Report how many lines in the rows below contain the word "brass". Give only the number.

+++

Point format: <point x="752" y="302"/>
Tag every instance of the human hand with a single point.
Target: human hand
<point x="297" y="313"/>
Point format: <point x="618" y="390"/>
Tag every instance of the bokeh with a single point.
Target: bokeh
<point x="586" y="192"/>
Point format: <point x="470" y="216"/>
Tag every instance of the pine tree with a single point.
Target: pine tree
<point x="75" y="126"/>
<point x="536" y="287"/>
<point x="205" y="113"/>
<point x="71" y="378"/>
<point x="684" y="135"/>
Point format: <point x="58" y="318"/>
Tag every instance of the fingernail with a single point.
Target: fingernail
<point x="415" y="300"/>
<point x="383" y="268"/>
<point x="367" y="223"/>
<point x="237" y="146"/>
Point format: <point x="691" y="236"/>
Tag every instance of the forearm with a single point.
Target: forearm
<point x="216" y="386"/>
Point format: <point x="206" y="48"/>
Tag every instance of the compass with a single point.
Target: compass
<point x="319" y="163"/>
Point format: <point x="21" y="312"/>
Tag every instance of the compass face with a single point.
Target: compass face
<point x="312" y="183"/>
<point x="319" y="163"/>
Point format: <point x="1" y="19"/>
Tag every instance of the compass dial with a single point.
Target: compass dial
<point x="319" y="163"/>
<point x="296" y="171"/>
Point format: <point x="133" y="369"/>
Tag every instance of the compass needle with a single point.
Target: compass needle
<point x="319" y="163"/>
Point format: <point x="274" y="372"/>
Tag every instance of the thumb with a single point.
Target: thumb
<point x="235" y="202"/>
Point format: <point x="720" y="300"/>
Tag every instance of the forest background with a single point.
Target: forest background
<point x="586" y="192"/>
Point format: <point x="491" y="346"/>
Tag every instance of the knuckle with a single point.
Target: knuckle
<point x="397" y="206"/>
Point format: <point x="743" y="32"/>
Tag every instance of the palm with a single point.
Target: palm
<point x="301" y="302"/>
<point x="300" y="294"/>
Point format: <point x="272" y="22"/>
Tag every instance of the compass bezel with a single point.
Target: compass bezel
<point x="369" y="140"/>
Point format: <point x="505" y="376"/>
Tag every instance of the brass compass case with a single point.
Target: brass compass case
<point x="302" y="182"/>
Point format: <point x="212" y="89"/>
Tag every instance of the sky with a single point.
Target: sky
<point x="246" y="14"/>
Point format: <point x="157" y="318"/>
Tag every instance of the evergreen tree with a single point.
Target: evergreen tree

+++

**Right answer**
2